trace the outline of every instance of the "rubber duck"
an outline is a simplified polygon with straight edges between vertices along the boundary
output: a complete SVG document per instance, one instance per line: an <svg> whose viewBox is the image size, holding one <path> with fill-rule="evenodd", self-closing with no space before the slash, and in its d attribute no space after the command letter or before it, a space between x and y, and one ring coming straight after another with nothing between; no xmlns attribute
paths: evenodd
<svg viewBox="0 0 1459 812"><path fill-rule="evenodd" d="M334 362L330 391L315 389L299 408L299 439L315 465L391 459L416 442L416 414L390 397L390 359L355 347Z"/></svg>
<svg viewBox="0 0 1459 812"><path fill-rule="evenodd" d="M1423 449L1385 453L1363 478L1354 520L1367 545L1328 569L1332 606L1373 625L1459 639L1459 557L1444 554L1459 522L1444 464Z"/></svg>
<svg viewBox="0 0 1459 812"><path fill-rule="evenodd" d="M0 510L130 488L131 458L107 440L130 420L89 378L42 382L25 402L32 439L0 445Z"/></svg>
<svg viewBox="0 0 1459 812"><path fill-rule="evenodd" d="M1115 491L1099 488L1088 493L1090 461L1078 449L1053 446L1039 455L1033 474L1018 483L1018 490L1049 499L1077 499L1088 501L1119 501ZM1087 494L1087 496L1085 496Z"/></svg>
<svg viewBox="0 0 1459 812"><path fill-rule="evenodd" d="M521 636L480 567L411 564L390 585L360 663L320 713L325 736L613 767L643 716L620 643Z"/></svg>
§ §
BRIEF — Quote all of the material above word for word, with every line kept unchanged.

TASK RESULT —
trace the outline of every instance of the "rubber duck"
an outline is a simplified polygon with straight edges between vertices along the boundary
output: a complete SVG document per instance, one instance per line: an <svg> whose viewBox is the image size, holding one <path> with fill-rule="evenodd", self-closing with no space before the slash, and in its d attribute no space after the command letter or before it, a space between x and y, and one ring coming straight after another with nothing between; no xmlns attribute
paths: evenodd
<svg viewBox="0 0 1459 812"><path fill-rule="evenodd" d="M334 362L330 391L315 389L299 408L299 439L315 465L391 459L416 442L416 414L390 397L390 359L355 347Z"/></svg>
<svg viewBox="0 0 1459 812"><path fill-rule="evenodd" d="M1423 449L1385 453L1363 478L1354 520L1367 545L1328 569L1332 606L1373 625L1459 639L1459 557L1444 554L1459 522L1444 464Z"/></svg>
<svg viewBox="0 0 1459 812"><path fill-rule="evenodd" d="M0 510L130 488L131 458L107 440L130 420L89 378L42 382L25 402L32 439L0 445Z"/></svg>
<svg viewBox="0 0 1459 812"><path fill-rule="evenodd" d="M1115 491L1099 488L1088 493L1090 461L1078 449L1053 446L1039 455L1033 474L1018 483L1018 490L1049 499L1077 499L1088 501L1119 501ZM1087 494L1087 496L1085 496Z"/></svg>
<svg viewBox="0 0 1459 812"><path fill-rule="evenodd" d="M521 636L480 567L411 564L390 585L360 663L320 713L325 736L613 767L643 716L620 643Z"/></svg>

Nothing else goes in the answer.